Restate all the lines below word for word, but omit the pictures.

Point-per-instance localization data:
----

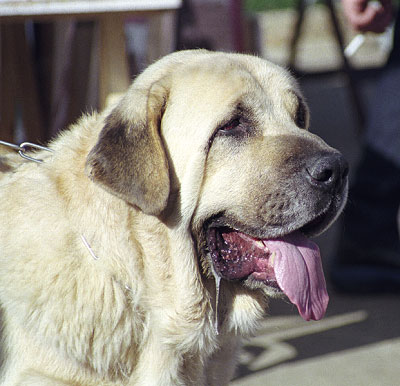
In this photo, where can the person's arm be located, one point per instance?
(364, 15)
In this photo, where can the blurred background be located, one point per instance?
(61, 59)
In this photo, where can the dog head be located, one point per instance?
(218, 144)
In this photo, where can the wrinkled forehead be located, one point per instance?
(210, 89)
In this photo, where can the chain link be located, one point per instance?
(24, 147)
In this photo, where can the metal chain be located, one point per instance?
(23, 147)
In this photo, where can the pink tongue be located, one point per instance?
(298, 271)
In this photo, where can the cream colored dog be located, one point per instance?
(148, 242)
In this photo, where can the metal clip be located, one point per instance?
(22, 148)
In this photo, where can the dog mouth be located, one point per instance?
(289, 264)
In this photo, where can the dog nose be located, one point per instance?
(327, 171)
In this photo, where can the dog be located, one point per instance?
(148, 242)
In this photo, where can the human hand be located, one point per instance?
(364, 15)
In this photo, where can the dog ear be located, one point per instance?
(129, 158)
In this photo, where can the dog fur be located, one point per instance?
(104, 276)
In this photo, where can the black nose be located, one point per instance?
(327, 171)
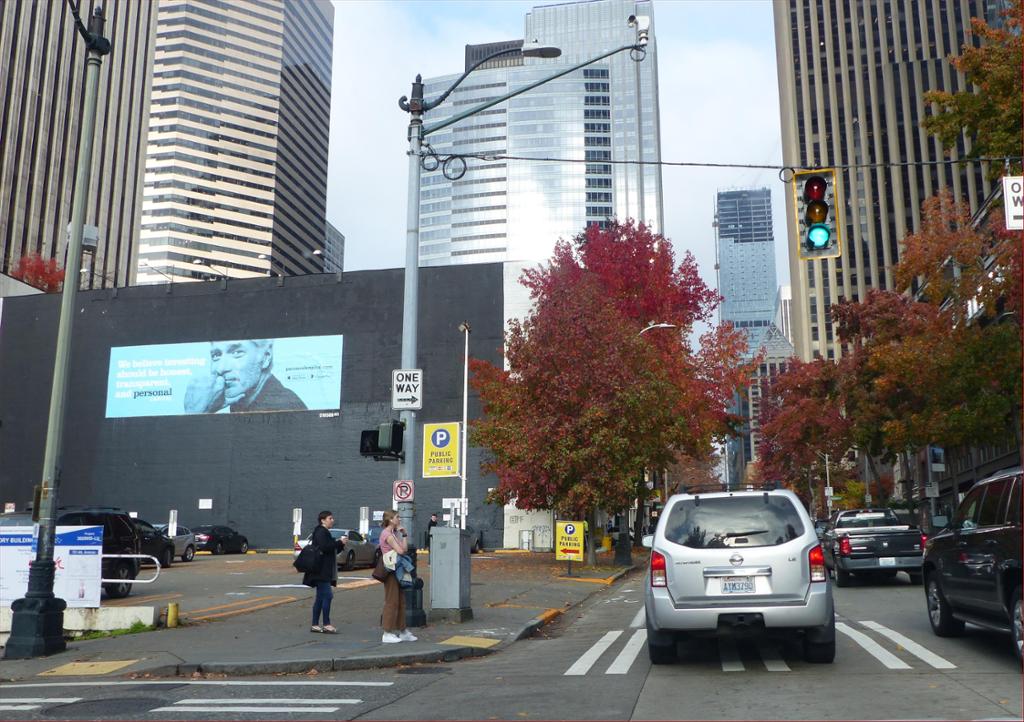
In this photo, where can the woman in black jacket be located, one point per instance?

----

- Written solution -
In this photo, where can the person's arm be located, one point per instance?
(364, 15)
In this photo, where can the blurred background be located, one point per instance?
(61, 59)
In this photo, where can the dog head be located, one point per instance?
(218, 144)
In this photo, where can the wrinkled forehead be located, one point per instance?
(210, 89)
In this photo, where can the chain link be located, one point per instance?
(24, 147)
In this photo, where can the metal chain be located, one point per instance?
(23, 147)
In this photo, where can the pink tongue be located, one point per instance?
(298, 271)
In this photo, where can the cream colored dog be located, one point per instance?
(148, 242)
In this photo, where can the metal clip be located, one point per instance?
(22, 148)
In this photo, where can the dog mouth be located, one point per instance?
(289, 264)
In this photo, where can the dog nose be located, one point per instance?
(327, 171)
In this photo, where can the dog be located, one point per instance?
(148, 242)
In this photo, where can the human hand be located, one point per instance?
(364, 15)
In this photo, where can the dog ear be located, one point per instance?
(129, 158)
In this photo, where can the dog fur be located, one point per instance?
(104, 276)
In this photo, where can the black nose be located, one point per instance?
(327, 171)
In this photo, where can the woman in black jacket be located, one point per instance?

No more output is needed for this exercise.